**ARTIKEL**.
-=-=-
Aceh sedang tidak baik-baik saja.

Puisi: Catatan Bulan Mei (Karya Ook Nugroho)

Puisi "Catatan Bulan Mei" karya Ook Nugroho adalah sebuah refleksi mendalam tentang peristiwa penting dalam sejarah Indonesia yang diungkapkan ....
Catatan Bulan Mei

Seno sudah menuliskan
kisah itu, Sapardi telah memerasnya
menjadi puisi, dan kau telah pula
menceritakannya berkali-kali.
Ada pun aku, cuma ingin sekedar
mengenangkannya--karena
tak kupunya banyak kata.
Lagi pula, berhadapan dengan
prahara begitu dahsyatnya,
kalimat-kalimatku yang miskin
bukankah cuma akan jadi beban?

Karena itu, aku sekedar ingin
mengenang saja, hari-hari
sewaktu kita berkerumun tegang
di mulut gang itu. Menunggu
sesuatu (entah apa) yang
sepertinya bakal tiba
kapan saja, dan dari arah
mana saja. Sesuatu itu boleh
jadi adalah kenyataan yang
paling buruk dalam hidup
setiap kita. Begitu buruknya
sehingga aku pun tak ragu lagi
menukar puisiku hari-hari itu
dengan kilatan belati.
-=-=-
**Item tersimpan dari sebuah koleksi**.
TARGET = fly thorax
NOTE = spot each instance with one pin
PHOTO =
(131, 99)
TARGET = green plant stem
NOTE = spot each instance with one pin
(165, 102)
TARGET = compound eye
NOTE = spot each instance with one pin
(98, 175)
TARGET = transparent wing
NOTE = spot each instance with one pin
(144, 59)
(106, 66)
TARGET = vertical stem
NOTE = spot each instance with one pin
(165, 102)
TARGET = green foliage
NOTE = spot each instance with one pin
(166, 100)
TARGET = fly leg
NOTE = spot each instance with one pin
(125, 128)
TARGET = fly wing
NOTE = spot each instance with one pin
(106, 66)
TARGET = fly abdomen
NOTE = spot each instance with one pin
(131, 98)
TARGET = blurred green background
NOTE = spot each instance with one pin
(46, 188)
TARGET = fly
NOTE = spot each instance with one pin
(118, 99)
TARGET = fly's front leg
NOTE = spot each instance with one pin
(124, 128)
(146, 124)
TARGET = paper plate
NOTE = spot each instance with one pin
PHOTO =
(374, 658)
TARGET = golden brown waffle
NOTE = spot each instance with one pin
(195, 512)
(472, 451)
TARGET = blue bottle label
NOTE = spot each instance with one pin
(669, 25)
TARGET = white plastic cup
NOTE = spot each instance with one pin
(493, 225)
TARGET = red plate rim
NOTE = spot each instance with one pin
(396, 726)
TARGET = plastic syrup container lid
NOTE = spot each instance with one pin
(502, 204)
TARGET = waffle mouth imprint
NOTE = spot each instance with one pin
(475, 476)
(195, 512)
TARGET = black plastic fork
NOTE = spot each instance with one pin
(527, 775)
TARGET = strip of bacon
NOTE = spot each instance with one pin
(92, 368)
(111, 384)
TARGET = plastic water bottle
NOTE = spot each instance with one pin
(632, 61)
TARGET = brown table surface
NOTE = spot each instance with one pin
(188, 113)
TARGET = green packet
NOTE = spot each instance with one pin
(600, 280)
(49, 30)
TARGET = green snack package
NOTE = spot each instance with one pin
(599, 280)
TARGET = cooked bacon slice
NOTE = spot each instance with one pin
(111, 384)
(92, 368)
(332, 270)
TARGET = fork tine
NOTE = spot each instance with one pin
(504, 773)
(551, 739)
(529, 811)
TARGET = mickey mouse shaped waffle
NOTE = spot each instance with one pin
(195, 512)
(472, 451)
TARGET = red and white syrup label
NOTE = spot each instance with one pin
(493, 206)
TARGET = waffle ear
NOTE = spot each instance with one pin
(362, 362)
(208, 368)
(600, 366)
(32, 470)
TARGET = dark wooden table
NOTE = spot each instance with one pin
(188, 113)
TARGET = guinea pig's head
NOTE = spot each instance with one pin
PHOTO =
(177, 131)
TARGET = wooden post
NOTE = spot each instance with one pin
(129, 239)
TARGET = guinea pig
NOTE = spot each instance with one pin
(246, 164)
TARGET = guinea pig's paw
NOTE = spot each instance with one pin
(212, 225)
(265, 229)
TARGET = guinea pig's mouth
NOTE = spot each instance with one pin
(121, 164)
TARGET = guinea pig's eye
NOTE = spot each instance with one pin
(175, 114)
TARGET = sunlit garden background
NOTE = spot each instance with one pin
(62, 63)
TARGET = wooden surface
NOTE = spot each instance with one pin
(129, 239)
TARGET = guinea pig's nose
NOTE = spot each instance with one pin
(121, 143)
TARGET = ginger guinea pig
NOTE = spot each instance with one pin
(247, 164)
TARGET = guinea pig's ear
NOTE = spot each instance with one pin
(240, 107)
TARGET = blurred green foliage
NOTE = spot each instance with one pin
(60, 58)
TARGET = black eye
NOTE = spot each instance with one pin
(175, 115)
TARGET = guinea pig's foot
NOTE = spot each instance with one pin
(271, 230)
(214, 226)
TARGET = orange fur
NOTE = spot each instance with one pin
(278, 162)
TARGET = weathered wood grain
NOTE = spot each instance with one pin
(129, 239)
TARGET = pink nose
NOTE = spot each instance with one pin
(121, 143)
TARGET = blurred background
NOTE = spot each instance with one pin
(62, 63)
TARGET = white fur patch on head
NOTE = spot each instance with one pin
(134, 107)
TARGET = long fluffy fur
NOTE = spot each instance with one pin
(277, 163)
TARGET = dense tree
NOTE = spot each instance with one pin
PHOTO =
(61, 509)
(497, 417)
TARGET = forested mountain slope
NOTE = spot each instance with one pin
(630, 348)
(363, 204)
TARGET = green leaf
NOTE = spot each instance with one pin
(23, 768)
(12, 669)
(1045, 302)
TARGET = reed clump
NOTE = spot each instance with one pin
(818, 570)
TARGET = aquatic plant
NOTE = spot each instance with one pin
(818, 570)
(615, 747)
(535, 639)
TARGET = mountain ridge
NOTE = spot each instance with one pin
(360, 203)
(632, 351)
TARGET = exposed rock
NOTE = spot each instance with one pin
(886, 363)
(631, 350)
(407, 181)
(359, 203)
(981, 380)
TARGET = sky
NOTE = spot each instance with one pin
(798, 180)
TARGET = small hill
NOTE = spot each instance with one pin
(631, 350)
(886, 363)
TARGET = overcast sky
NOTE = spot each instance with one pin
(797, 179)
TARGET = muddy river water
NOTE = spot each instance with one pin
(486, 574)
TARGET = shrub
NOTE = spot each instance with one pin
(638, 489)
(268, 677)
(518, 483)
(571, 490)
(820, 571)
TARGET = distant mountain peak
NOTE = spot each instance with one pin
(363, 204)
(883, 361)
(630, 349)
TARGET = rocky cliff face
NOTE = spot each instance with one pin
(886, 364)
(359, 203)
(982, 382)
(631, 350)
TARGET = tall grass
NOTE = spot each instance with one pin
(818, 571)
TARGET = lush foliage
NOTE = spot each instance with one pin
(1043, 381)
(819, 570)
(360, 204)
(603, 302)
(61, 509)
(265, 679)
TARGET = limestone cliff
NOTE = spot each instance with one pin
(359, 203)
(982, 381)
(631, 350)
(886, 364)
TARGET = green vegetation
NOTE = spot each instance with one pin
-=-=-
**TUJUAN LATIHAN**. Kutiplah tanpa perubahan bagian artikel yang dibuka dengan kata-kata "Seno sudah menuliskan" dan ditutup dengan "akan jadi beban?". Gunakan artikel sebagai satu-satunya sumber.

**JAWABAN BENAR**.
Seno sudah menuliskan
kisah itu, Sapardi telah memerasnya
menjadi puisi, dan kau telah pula
menceritakannya berkali-kali.
Ada pun aku, cuma ingin sekedar
mengenangkannya--karena
tak kupunya banyak kata.
Lagi pula, berhadapan dengan
prahara begitu dahsyatnya,
kalimat-kalimatku yang miskin
bukankah cuma akan jadi beban?